** Start of RECORDS FOR THIS TASK **

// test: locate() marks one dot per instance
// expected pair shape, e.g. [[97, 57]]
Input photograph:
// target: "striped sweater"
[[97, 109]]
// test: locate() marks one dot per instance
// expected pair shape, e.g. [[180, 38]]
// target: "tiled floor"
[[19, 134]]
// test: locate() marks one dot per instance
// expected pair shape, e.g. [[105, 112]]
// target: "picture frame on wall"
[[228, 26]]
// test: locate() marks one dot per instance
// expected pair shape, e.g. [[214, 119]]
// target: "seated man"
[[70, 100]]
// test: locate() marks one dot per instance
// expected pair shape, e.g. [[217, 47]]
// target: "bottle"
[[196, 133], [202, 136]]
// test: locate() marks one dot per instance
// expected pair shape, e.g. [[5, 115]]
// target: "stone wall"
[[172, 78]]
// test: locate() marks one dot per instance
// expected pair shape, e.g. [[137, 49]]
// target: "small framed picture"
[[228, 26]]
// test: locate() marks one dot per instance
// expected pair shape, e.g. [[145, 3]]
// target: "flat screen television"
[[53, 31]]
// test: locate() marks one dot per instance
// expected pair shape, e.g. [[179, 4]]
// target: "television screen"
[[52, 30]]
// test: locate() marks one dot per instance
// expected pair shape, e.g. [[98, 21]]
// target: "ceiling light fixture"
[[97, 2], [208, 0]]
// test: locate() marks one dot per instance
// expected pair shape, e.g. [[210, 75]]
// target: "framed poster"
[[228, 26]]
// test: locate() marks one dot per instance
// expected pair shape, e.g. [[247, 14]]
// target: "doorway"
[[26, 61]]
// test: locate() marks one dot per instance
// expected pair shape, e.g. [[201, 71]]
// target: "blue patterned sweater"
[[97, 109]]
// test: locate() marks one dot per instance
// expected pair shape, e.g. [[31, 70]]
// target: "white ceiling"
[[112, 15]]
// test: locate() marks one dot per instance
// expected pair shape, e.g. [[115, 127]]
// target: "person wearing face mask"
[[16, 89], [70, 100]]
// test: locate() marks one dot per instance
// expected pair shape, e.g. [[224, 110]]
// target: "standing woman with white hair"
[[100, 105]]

** End of RECORDS FOR THIS TASK **
** Start of RECORDS FOR THIS TASK **

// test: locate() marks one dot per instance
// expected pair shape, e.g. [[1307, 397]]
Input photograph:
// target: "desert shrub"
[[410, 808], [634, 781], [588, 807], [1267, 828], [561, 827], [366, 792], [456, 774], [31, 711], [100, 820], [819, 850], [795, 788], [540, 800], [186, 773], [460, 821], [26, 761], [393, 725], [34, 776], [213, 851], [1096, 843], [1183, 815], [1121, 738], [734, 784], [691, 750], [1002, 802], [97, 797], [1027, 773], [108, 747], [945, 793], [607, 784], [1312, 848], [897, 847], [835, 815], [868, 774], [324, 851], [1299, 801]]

** End of RECORDS FOR THIS TASK **

* WHAT THIS TASK INVOLVES: Pull out every row above that contains the string "white". Case counts.

* RESULT:
// target: "white ceiling"
// target: "standing woman with white hair"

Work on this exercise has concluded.